*Dataset records*:
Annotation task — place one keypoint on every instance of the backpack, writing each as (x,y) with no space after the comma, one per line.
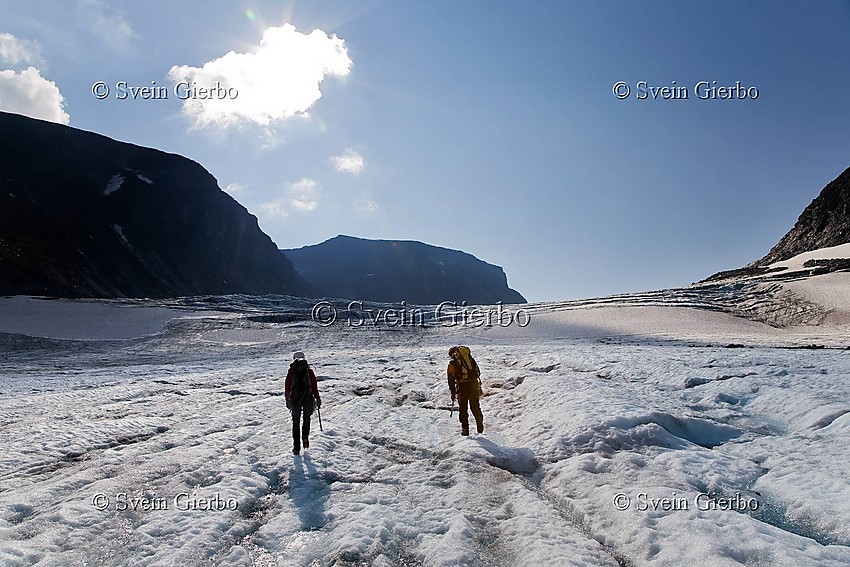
(300,382)
(469,370)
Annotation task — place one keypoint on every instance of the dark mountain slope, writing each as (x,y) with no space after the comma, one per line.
(396,270)
(82,215)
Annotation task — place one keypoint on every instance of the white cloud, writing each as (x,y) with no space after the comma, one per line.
(349,162)
(278,81)
(14,51)
(274,210)
(302,196)
(30,94)
(365,206)
(106,23)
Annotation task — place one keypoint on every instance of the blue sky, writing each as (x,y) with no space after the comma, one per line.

*Work instructions*: Rewrite the items above with every "keypoint" swapped for "marker" and nothing else changed. Leave the pictures out.

*Problem solution*:
Annotation task — place one marker on every instance of the backpack, writing each as (x,y) with no space after the comma, one per line.
(300,382)
(469,370)
Annotation task — place one marker on every instance of the dark mountain slope, writing each as (x,y) with no space after the comma, one per line.
(396,270)
(82,215)
Annotation task — place one marker on every instance of the white cloud, writing each as (x,y) with no space after the comma, one per line.
(349,162)
(278,81)
(14,51)
(274,210)
(302,196)
(30,94)
(365,206)
(106,23)
Annotation task — place one marker on every instance of the blue sky, writing each as (x,y) with no space after the comma, one per line.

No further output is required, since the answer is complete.